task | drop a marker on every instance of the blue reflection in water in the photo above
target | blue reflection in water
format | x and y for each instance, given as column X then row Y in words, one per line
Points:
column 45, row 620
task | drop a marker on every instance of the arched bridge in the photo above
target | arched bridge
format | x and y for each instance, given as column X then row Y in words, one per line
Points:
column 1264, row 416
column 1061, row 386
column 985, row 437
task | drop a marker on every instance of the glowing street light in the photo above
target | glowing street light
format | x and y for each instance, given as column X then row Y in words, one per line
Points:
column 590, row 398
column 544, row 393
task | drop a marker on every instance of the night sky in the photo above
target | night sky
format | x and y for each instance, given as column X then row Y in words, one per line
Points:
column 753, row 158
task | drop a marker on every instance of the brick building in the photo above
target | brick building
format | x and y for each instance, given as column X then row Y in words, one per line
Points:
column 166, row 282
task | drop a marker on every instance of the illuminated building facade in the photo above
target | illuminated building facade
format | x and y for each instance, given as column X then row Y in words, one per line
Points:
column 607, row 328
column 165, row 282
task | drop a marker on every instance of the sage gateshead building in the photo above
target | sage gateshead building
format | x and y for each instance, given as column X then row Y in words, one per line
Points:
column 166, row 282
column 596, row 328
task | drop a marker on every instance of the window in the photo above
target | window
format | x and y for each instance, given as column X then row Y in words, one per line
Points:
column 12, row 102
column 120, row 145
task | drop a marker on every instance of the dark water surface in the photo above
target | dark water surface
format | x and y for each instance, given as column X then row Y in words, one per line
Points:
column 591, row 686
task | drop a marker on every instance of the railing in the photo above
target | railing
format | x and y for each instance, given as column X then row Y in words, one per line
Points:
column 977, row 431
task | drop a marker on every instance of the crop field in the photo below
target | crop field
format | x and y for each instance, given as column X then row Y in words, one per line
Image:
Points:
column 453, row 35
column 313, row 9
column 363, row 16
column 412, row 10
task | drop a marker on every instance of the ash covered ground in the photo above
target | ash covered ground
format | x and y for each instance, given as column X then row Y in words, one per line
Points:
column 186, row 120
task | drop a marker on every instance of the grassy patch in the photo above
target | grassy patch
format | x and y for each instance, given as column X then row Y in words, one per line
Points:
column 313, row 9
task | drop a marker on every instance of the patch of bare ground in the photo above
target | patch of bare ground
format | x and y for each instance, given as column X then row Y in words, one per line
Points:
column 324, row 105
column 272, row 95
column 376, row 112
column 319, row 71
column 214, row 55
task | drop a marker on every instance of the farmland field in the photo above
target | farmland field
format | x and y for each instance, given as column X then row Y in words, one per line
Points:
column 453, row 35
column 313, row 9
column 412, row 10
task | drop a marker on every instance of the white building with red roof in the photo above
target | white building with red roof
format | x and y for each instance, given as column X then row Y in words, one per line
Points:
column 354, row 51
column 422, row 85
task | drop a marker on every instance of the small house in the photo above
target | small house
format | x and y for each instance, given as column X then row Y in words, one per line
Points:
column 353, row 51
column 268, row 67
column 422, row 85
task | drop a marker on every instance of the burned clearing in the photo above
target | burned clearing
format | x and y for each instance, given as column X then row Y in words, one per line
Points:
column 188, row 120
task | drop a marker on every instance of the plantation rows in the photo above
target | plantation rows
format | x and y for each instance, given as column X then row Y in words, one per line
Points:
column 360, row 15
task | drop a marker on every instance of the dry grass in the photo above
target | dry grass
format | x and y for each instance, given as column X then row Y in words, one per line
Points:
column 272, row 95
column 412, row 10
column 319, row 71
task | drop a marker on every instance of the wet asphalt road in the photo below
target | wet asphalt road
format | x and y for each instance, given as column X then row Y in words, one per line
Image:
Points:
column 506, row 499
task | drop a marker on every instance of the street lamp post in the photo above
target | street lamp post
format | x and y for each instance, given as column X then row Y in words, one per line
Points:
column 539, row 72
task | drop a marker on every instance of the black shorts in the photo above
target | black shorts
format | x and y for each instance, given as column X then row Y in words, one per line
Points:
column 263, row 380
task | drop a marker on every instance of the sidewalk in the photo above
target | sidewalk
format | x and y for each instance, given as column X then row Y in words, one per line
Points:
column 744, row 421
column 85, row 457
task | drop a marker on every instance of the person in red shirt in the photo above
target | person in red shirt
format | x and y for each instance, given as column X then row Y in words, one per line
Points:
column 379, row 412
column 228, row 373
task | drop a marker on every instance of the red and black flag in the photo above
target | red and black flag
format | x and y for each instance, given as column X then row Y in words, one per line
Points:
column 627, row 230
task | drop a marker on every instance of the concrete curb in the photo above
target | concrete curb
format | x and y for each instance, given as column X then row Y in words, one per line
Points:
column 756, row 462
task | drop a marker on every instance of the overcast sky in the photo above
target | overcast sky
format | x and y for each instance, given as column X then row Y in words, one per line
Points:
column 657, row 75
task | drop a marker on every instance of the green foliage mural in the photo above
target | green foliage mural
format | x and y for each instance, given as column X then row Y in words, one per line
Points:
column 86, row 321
★ ★ ★
Look through the entries above. Copy each line in which the string "plantation" occurs.

Written solution →
task | drop a marker on every instance of the plantation rows in the photo above
target | plantation rows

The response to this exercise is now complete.